Görev ayrıntıları:
Aşağıdaki kayıtların tümünü, boş satırları atlayarak "No" ve "Satır" sütunlarından oluşan bir Markdown tablosuna dönüştürün. Resimleri tabloya almayın.

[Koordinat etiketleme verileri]
* * *

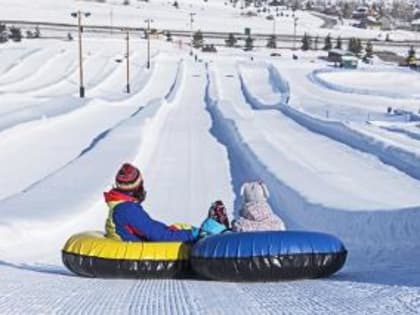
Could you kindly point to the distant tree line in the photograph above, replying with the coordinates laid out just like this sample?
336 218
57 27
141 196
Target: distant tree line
14 33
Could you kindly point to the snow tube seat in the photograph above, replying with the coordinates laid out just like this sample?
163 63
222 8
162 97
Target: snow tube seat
268 256
91 254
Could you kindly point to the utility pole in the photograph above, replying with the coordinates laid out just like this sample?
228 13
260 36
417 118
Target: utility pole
148 21
274 26
295 19
111 17
128 60
78 15
191 30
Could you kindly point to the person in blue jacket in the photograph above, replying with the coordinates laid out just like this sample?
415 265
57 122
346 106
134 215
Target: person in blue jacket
127 219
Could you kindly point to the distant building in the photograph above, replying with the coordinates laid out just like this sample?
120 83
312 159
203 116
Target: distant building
349 62
387 23
415 25
336 55
360 13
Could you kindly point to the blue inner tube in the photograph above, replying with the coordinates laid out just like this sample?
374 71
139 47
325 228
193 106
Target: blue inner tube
268 256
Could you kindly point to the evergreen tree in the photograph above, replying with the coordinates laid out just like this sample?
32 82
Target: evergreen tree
355 45
198 39
359 46
168 36
327 42
249 43
411 58
271 43
339 43
369 50
37 32
306 42
16 34
316 42
231 40
347 10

* * *

Beklenen çıktı:
| No | Satır |
|---|---|
| 1 | Could you kindly point to the distant tree line in the photograph above, replying with the coordinates laid out just like this sample? |
| 2 | 336 218 |
| 3 | 57 27 |
| 4 | 141 196 |
| 5 | Target: distant tree line |
| 6 | 14 33 |
| 7 | Could you kindly point to the snow tube seat in the photograph above, replying with the coordinates laid out just like this sample? |
| 8 | 163 63 |
| 9 | 222 8 |
| 10 | 162 97 |
| 11 | Target: snow tube seat |
| 12 | 268 256 |
| 13 | 91 254 |
| 14 | Could you kindly point to the utility pole in the photograph above, replying with the coordinates laid out just like this sample? |
| 15 | 228 13 |
| 16 | 260 36 |
| 17 | 417 118 |
| 18 | Target: utility pole |
| 19 | 148 21 |
| 20 | 274 26 |
| 21 | 295 19 |
| 22 | 111 17 |
| 23 | 128 60 |
| 24 | 78 15 |
| 25 | 191 30 |
| 26 | Could you kindly point to the person in blue jacket in the photograph above, replying with the coordinates laid out just like this sample? |
| 27 | 415 265 |
| 28 | 57 122 |
| 29 | 346 106 |
| 30 | 134 215 |
| 31 | Target: person in blue jacket |
| 32 | 127 219 |
| 33 | Could you kindly point to the distant building in the photograph above, replying with the coordinates laid out just like this sample? |
| 34 | 120 83 |
| 35 | 312 159 |
| 36 | 203 116 |
| 37 | Target: distant building |
| 38 | 349 62 |
| 39 | 387 23 |
| 40 | 415 25 |
| 41 | 336 55 |
| 42 | 360 13 |
| 43 | Could you kindly point to the blue inner tube in the photograph above, replying with the coordinates laid out just like this sample? |
| 44 | 374 71 |
| 45 | 139 47 |
| 46 | 325 228 |
| 47 | 193 106 |
| 48 | Target: blue inner tube |
| 49 | 268 256 |
| 50 | Could you kindly point to the evergreen tree in the photograph above, replying with the coordinates laid out just like this sample? |
| 51 | 32 82 |
| 52 | Target: evergreen tree |
| 53 | 355 45 |
| 54 | 198 39 |
| 55 | 359 46 |
| 56 | 168 36 |
| 57 | 327 42 |
| 58 | 249 43 |
| 59 | 411 58 |
| 60 | 271 43 |
| 61 | 339 43 |
| 62 | 369 50 |
| 63 | 37 32 |
| 64 | 306 42 |
| 65 | 16 34 |
| 66 | 316 42 |
| 67 | 231 40 |
| 68 | 347 10 |